> Assigned task: Read through the lines below for the string "calm" and copy each one that has it.
[Opening Given records section]
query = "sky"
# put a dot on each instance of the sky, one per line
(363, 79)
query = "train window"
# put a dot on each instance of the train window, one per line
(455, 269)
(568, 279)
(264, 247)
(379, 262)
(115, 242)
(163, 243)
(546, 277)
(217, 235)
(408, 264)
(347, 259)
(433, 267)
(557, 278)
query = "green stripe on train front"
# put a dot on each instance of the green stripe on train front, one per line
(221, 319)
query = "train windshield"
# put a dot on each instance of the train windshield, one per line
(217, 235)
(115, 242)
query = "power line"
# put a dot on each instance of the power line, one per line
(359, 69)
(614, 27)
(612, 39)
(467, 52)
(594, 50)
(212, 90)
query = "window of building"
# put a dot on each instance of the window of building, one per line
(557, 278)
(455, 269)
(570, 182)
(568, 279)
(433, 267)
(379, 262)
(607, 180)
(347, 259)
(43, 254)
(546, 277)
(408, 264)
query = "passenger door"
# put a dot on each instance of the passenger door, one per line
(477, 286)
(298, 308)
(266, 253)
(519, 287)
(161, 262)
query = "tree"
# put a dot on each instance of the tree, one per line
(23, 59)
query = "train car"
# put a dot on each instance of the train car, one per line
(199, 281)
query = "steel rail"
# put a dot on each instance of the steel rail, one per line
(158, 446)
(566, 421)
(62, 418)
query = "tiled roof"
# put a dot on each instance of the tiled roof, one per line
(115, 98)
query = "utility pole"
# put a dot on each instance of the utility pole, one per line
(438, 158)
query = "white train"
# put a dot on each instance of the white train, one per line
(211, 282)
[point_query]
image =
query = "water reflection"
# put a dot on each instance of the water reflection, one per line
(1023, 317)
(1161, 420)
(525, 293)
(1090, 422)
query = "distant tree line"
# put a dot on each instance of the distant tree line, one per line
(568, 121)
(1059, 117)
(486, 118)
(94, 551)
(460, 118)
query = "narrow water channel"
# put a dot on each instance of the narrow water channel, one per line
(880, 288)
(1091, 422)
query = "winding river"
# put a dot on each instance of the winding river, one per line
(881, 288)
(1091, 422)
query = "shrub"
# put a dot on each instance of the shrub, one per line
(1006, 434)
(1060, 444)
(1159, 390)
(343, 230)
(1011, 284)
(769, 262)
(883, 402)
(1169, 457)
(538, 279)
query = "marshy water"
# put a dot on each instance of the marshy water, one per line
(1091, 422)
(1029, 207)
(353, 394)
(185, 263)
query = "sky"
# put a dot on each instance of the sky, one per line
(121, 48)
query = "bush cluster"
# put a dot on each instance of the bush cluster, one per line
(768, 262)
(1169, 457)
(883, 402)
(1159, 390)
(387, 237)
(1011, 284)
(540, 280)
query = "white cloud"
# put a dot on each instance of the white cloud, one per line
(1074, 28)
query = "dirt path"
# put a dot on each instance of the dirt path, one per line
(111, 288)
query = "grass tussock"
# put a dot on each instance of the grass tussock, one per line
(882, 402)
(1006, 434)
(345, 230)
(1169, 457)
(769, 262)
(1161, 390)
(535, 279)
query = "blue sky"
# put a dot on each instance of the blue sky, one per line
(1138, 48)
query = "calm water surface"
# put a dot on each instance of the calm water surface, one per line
[Closing Given records section]
> Result of this exercise:
query = "calm water surface"
# put a dot on each instance of the calm water surface, one per line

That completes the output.